Single by Common featuring Chantay Savage

from the album One Day It'll All Make Sense
- Released: August 5, 1997
- Genre: Chicago hip-hop
- Length: 4:55
- Label: Relativity
- Songwriters: Lonnie Lynn; Anthony Craig;
- Producer: Ynot

Common singles chronology
| "Retrospect for Life" (1997) | "Reminding Me (Of Sef)" (1997) | "All Night Long" (1998) |

Chantay Savage singles chronology
| "Baby: Drive Me Crazy" (1996) | "Reminding Me (Of Sef)" (1997) | "Come Around" (1999) |

Music video
- "Reminding Me (Of Sef)" on YouTube

= Reminding Me (Of Sef) =

"Reminding Me (Of Sef)" is the second single from rapper Common's third album One Day It'll All Make Sense. It features vocals from Chantay Savage and keyboards played by Spike Rebel. Its Ynot-produced beat samples "Mellow Mellow Right On" by Lowrell and "Remind Me" by Patrice Rushen. A music video directed by Darren Grant was made for the song.

==Track listing==
===US version===
====A-side====
1. "Reminding Me (Of Sef) (Radio Edit)" (4:20)
2. "Reminding Me (Of Sef) (Album Version)" (4:57)
3. "Reminding Me (Of Sef) (Instrumental)" (4:56)\

====B-side====
1. "1'2 Many... (Radio Version)" (3:15)
2. "1'2 Many... (Album Version)" (3:15)

Parts of the exercise =>
(a) Answer these from the song entry above:
(i) Which label released the single?
(ii) Who directed the music video?
(iii) Which Common single came after this one?
(b) From the song entry above, translate this sentence into Spanish: "A music video directed by Darren Grant was made for the song."

Some records
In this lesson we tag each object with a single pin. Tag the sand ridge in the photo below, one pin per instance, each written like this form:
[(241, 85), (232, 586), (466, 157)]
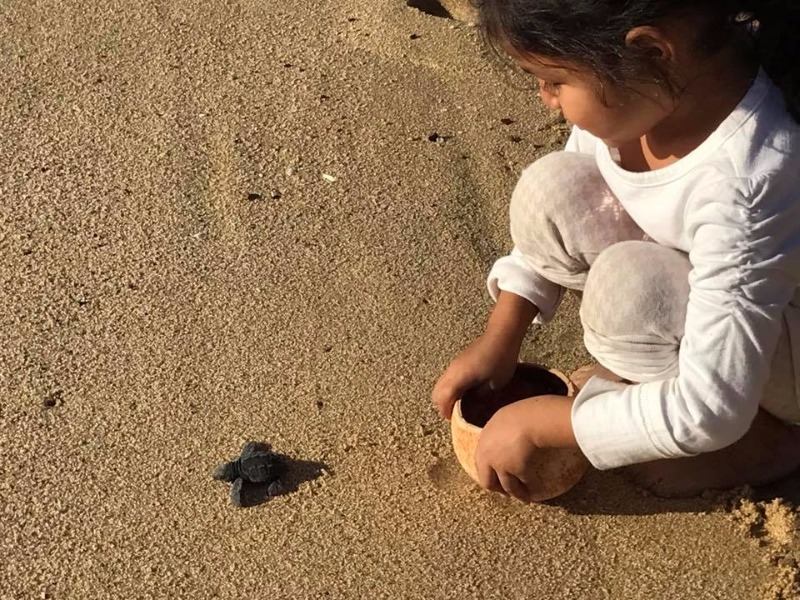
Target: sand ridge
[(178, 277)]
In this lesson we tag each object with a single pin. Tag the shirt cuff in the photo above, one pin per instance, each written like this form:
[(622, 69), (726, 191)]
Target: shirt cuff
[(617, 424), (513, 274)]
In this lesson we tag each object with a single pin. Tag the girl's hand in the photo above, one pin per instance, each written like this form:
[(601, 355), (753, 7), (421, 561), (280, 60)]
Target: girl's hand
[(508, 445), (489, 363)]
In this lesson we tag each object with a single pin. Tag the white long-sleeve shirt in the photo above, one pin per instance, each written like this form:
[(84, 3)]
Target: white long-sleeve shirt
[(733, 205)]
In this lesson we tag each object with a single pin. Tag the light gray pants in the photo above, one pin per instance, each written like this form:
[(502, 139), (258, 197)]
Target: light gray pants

Final answers =>
(a)
(i) Relativity
(ii) Darren Grant
(iii) "All Night Long" (1998)

(b) Para la canción se realizó un video musical dirigido por Darren Grant.